Source document:
++++

A major-conference forward who hadn’t played organized basketball in two years.

A junior-college center looking for a home late in the recruiting cycle.

A couple of lanky twins from the Canary Islands.

Two returning starters (one of whom would see minimal playing time).

One top returning backup.

Those were the ingredients, and it was anyone’s guess how the soup would taste.

Turns out, Jeff Capel the chef found a recipe that worked so well, Pitt basketball is now having its best season in seven years, sitting in second place in the ACC with one week of regular-season games left to play.

The Panthers are 20-8 overall and 13-4 in conference play with a clear shot at a double-bye in the ACC Tournament and a near-lock for a return to the NCAA Tournament.

It’s an unbelievable turnaround from the futility of recent years, and the unlikely results are made even more improbable by the combination of players that has driven them.

For Capel and his team, though, the way this group of players came together is no longer a surprise, because it’s based on something sincere.

“I think the biggest thing for us is that it was genuine,” senior point guard Nelly Cummings, who transferred from Colgate, said this week. “It wasn’t fake and we didn’t have to try to fake-like each other; we all actually do enjoy each other, and I think when you actually have that real, genuine love, then it’s going to show on the basketball court. The times when the ball is loose, we’re all going to dive for it, we all have each other’s backs and we’re going to ride for each other.”

It wasn’t all roses, of course. Pitt’s 20-8 overall record includes a 19-5 run over the last 24 games. That stretch has clearly been very good, but the 1-3 mark in the first four games seemed sure to doom the Panthers’ season before it really got started.

Pitt opened the 2022-23 season with a convincing home win over UT-Martin before falling in spectacular fashion - spectacularly bad fashion - at home to West Virginia, a 25-point loss that was somehow dwarfed by the 31-point defeat Michigan handed the Panthers five days later in the opening game of the Legends Classic.

The next night, Pitt lost its third game in a row with a four-point fall to VCU, and if the wheels weren’t completely off at that point, the Panthers certainly had some very loose lug nuts.

++++

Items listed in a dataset
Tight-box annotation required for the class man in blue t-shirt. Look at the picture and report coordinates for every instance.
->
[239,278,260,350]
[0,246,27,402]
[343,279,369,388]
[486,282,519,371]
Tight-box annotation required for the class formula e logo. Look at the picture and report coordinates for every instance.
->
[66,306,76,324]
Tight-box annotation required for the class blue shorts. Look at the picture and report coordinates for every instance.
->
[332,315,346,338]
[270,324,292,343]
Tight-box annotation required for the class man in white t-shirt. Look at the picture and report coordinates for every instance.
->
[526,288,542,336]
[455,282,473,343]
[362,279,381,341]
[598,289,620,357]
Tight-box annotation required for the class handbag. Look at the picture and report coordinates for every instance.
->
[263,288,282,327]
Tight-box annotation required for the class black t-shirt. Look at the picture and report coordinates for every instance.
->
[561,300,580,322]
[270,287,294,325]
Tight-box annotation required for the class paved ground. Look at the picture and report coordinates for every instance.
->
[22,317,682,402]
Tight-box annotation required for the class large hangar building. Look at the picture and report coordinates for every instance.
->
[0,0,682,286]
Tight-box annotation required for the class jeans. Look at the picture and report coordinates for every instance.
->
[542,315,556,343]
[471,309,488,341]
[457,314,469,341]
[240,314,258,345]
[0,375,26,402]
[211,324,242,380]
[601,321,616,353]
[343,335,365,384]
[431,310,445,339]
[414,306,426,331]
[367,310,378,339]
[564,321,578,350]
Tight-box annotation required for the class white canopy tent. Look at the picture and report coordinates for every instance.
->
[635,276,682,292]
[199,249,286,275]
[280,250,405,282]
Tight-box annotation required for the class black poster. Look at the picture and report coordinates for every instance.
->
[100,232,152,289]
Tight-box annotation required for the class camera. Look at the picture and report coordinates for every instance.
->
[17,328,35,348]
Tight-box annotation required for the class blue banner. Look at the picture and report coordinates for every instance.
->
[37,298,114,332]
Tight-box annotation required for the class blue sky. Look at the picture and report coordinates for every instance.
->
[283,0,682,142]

++++

Tasks and exercises:
(a) Condense the paragraph of the Pitt basketball article that begins "Pitt opened the 2022-23 season" into a single shorter sentence that keeps its main facts.
(b) Transcribe the passage of the Pitt basketball article starting at "For Capel and" and ending at "really got started.".
The listing has no connection to the Pitt basketball article.

Solutions to each task:
(a) Pitt began 2022-23 with a convincing home win over UT-Martin, then lost at home to West Virginia by 25 points and, five days later, to Michigan by 31 points in the Legends Classic opener.

(b)
For Capel and his team, though, the way this group of players came together is no longer a surprise, because it’s based on something sincere.

“I think the biggest thing for us is that it was genuine,” senior point guard Nelly Cummings, who transferred from Colgate, said this week. “It wasn’t fake and we didn’t have to try to fake-like each other; we all actually do enjoy each other, and I think when you actually have that real, genuine love, then it’s going to show on the basketball court. The times when the ball is loose, we’re all going to dive for it, we all have each other’s backs and we’re going to ride for each other.”

It wasn’t all roses, of course. Pitt’s 20-8 overall record includes a 19-5 run over the last 24 games. That stretch has clearly been very good, but the 1-3 mark in the first four games seemed sure to doom the Panthers’ season before it really got started.